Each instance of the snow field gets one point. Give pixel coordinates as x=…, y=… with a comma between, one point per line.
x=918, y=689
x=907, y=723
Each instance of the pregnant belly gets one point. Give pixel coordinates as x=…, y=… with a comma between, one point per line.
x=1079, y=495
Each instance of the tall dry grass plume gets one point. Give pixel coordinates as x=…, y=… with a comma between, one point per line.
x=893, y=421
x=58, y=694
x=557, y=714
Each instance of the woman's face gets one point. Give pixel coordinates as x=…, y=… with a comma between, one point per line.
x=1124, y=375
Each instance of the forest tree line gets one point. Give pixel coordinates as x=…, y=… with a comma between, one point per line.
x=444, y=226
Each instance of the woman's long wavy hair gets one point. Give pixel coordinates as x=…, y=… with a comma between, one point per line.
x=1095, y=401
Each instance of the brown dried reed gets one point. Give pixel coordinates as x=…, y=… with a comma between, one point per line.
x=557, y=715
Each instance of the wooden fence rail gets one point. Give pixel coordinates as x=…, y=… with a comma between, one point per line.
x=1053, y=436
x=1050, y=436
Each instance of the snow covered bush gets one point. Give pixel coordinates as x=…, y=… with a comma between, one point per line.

### Task brief
Present every entry above as a numbered list, skipping any blank lines.

### Answer to this task
1. Each instance of the snow field gets one point. Give pixel coordinates as x=…, y=… with a comma between, one point per line.
2. x=918, y=689
3. x=907, y=723
4. Each instance of the pregnant belly gets one point. Give pixel coordinates as x=…, y=… with a comma between, one point per line.
5. x=1079, y=495
6. Each instance of the tall dry grass plume gets one point. Give pixel coordinates as x=…, y=… with a comma between, one point per line.
7. x=893, y=421
8. x=58, y=694
9. x=557, y=714
10. Each instance of the woman's face gets one point. Give pixel coordinates as x=…, y=… with a comma between, one point per line.
11. x=1124, y=375
12. Each instance of the forest tree line gets one point. Give pixel coordinates as x=…, y=… with a comma between, one point per line.
13. x=444, y=226
14. Each instance of the woman's long wavy hair gets one point. Give pixel coordinates as x=…, y=… with a comma between, one point per line.
15. x=1095, y=401
16. Each instance of the brown dried reed gets one point. Give pixel coordinates as x=…, y=… with a comma between, one point per line.
17. x=557, y=715
18. Each instance of the wooden fence rail gets one point. Give pixel coordinates as x=…, y=… with a comma between, one point per line.
19. x=1053, y=436
20. x=1050, y=436
21. Each instance of the snow covered bush gets one point. Give pixel coordinates as x=…, y=… with a comma between, one point per line.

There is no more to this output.